= TEXT SEGMENT =
[start]

Lichten v. Eastern Air Lines

Decision Date12 December 1949
Docket NumberCiv. No. 44-498.
Citation87 F. Supp. 691
PartiesLICHTEN v. EASTERN AIR LINES, Inc.
CourtU.S. District Court — Southern District of New York

Rein, Mound & Cotton, New York City, for plaintiff, John J. Tomich, New York City, of counsel.

Harold L. Russell, New York City, for defendant.

IRVING R. KAUFMAN, District Judge.

Defendant moves for summary judgment in its favor pursuant to Rule 56 of the Federal Rules of Civil Procedure, 28 U.S.C.A., on the ground that as a matter of law it is not liable to the plaintiff for the loss of the property alleged in the complaint. Plaintiff presents a cross-motion for summary judgment in its favor.

Defendant is a common carrier licensed by the Civil Aeronautics Board (hereafter referred to as the C.A.B.). On January 18, 1947, plaintiff purchased from defendant passage for herself and her baggage and was a passenger on that date on Flight 630 from Miami to Philadelphia. Plaintiff checked two bags with defendant but only one bag was delivered upon her arrival in Philadelphia. Plaintiff was informed that the other bag had gone forward in error to Newark Airport. The bag was subsequently delivered by defendant to plaintiff at Philadelphia on January 28, 1947.

Plaintiff alleges in her complaint as a first cause of action that three articles of jewelry valued at $3,187.95 were missing from the bag when finally delivered. As a second cause of action plaintiff alleges that defendant wrongfully delivered the bag to an unknown person at Newark Airport without proper identification, or surrender of a baggage tag, and accepted the return of the bag at some time thereafter from an unknown person without making a record of the identity of the person, and that the defendant thereby converted the missing jewelry to its own use.

Defendant denies knowledge or information as to the existence or value of the jewelry in the bag, or the alleged misdelivery of the bag, but concedes the existence of these facts for the purposes of its motion for summary judgment. Defendant does not admit the existence of the aforementioned allegations for the purpose of a ruling on plaintiff's motion. Plaintiff submits, however, that there is no substantial issue as to these facts and that defendant's liability can be established on the basis of the affidavits submitted. Defendant's motion will be considered first, since if that motion is granted, plaintiff's must necessarily fall; and both sides agree that there is no material fact in question for purpose of defendant's motion, and that only an issue of law is presented.

A preliminary matter which must be disposed of is the question of jurisdiction raised by the defendant.

[end]

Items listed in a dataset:

[start]

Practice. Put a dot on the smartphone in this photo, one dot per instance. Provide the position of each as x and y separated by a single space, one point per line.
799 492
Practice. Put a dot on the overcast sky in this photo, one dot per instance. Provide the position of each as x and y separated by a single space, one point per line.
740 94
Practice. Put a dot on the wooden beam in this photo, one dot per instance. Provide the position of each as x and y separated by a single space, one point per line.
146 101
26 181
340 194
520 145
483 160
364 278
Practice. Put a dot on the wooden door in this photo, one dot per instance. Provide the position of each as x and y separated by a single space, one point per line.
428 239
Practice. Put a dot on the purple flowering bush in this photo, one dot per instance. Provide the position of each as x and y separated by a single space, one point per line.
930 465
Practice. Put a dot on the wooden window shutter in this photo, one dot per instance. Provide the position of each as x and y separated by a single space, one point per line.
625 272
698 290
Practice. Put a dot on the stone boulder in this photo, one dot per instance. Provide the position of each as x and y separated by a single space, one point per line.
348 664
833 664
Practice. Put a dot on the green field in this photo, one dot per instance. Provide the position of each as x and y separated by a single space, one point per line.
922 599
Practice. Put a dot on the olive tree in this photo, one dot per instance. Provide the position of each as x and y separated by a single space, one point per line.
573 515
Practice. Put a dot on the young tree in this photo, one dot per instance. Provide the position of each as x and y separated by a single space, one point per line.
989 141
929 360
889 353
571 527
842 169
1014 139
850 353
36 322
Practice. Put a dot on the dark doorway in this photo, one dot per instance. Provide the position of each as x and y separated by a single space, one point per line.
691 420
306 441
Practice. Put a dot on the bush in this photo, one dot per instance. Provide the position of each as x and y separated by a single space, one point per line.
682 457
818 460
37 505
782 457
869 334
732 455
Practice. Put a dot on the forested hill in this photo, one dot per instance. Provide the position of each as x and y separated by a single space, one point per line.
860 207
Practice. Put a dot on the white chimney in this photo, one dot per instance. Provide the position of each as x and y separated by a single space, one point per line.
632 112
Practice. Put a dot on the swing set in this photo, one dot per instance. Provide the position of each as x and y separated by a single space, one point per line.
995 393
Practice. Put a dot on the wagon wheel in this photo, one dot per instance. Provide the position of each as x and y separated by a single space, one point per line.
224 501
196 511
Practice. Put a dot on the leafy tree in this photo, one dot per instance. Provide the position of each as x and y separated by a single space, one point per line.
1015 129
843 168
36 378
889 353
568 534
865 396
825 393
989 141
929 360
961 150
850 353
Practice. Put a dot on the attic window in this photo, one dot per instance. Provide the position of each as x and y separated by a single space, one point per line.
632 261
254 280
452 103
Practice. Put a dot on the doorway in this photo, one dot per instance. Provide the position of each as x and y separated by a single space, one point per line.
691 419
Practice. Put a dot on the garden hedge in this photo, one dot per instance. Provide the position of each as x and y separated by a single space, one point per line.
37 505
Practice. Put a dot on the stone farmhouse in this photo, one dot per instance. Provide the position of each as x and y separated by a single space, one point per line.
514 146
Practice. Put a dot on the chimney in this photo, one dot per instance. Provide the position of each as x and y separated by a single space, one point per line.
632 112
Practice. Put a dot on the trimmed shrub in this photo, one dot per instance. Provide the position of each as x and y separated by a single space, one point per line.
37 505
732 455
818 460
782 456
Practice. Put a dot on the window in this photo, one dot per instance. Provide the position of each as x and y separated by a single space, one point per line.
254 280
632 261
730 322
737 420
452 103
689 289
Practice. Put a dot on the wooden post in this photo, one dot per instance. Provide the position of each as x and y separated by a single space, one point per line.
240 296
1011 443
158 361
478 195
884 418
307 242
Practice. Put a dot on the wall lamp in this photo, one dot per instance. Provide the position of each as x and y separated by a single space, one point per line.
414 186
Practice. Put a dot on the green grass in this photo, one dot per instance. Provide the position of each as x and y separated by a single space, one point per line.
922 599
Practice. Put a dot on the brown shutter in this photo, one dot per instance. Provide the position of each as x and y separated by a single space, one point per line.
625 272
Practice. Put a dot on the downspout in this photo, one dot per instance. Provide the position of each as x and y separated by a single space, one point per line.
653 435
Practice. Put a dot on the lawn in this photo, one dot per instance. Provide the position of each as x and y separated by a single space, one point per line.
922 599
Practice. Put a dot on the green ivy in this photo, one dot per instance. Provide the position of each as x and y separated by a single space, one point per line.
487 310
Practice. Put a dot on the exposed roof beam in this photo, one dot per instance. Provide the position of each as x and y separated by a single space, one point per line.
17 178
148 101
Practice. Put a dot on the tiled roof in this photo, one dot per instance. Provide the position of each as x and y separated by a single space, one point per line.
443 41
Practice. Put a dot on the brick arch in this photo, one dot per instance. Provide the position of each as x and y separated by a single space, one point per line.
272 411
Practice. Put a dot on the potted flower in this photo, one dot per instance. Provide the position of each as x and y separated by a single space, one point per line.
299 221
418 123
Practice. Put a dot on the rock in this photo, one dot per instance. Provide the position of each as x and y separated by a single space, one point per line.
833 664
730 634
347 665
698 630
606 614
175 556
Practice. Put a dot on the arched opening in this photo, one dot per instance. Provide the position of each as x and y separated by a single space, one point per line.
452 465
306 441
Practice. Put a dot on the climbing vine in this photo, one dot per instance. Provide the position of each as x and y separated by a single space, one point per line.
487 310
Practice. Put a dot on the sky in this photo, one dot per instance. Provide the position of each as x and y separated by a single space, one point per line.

[end]
[start]

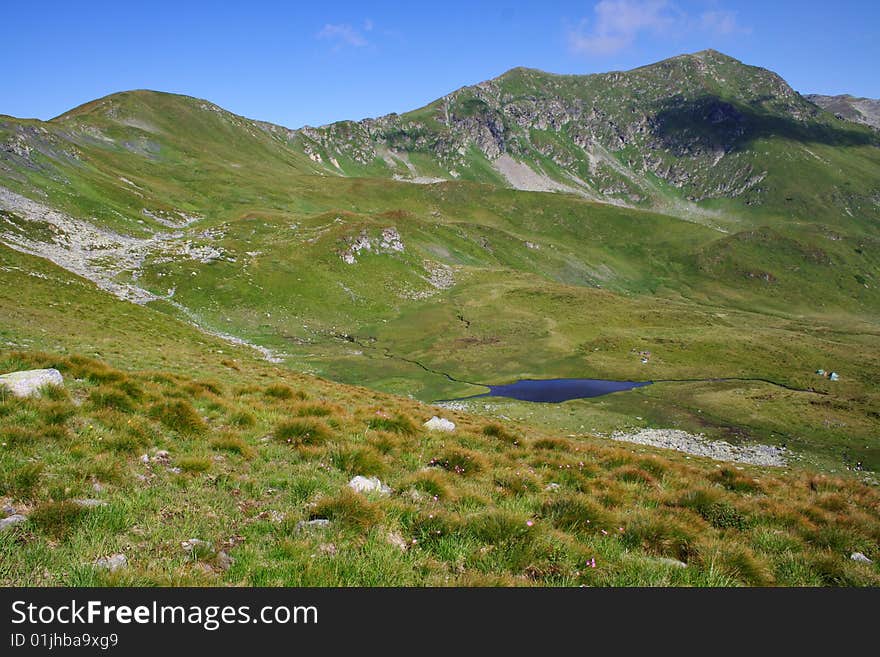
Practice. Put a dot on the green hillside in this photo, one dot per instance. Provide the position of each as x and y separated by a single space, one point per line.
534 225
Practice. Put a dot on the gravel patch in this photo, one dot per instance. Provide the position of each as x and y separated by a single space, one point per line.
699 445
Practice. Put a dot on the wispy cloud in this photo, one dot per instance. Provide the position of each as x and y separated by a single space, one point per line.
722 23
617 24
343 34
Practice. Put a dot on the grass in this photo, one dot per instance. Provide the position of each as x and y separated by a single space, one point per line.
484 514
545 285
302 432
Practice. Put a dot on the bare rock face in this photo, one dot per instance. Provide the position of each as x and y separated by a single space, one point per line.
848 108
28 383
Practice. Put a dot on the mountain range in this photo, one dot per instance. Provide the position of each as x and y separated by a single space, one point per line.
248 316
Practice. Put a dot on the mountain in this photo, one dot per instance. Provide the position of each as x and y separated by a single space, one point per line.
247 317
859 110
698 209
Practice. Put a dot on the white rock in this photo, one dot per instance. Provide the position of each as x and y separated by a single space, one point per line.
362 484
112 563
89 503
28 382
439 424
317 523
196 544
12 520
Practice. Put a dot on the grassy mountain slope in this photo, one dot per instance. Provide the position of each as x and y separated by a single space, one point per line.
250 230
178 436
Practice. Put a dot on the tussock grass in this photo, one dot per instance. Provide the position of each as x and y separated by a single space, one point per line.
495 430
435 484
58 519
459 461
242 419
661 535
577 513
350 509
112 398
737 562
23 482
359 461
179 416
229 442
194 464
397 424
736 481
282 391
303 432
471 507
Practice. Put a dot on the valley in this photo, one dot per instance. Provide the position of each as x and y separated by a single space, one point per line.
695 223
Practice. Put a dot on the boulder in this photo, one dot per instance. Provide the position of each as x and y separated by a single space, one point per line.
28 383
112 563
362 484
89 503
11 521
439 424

[end]
[start]

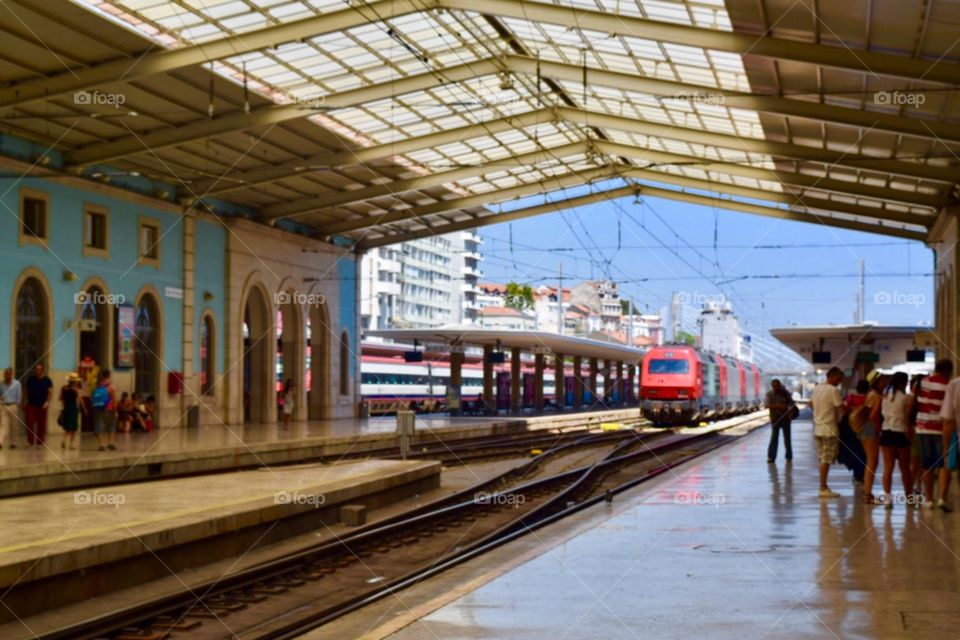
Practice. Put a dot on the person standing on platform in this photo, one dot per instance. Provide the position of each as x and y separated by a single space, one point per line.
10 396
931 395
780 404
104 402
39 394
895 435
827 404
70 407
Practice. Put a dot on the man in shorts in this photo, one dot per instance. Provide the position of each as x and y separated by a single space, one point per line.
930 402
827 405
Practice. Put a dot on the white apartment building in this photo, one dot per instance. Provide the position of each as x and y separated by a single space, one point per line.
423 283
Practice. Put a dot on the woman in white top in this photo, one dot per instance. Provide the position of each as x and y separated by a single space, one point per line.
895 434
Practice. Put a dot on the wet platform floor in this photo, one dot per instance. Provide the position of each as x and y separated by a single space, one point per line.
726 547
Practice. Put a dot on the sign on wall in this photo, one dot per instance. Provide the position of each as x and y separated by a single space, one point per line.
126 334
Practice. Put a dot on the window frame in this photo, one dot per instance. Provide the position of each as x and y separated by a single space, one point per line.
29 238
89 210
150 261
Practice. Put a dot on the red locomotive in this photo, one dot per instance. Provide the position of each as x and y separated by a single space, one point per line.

[end]

= EXERCISES =
A. According to the court opinion in Lichten v. Eastern Air Lines, on what date did the defendant deliver the missing bag to the plaintiff at Philadelphia?
B. Proceed with the Lichten v. Eastern Air Lines court opinion, picking up right after its final sentence.

= ANSWERS TO THE EXERCISES =
A. January 28, 1947.

B.
Plaintiff alleges in her complaint that she is a citizen of the State of Pennsylvania and that defendant is a corporation organized under the laws of the State of Delaware and doing business in the State of New York, and that the cause of action concerns the loss of property valued at $3,187.95. These allegations are sufficient to satisfy the diversity of citizenship jurisdictional requirements. Defendant contests the jurisdiction on the ground that, as a matter of law, plaintiff allegedly cannot recover the requisite jurisdictional amount. However, it is the good faith of plaintiff's claim, and not the amount of recovery, which determines whether that requirement has been satisfied. St. Paul Mercury Indemnity Co. v. Red Cab Co., 1938, 303 U.S. 283, 58 S.Ct. 586, 82 L.Ed 845; Gray v. Blight, 10 Cir., 1940, 112 F.2d 696, certiorari denied, 1940, 311 U.S. 704, 61 S.Ct. 170, 85 L.Ed. 457; Kratina v. South Atlantic S. S. Co., D.C.S.D.Ga.1945, 63 F.Supp. 895. Plaintiff has in good faith presented a claim for a loss suffered by her in excess of $3,000; therefore the Court has jurisdiction over the case.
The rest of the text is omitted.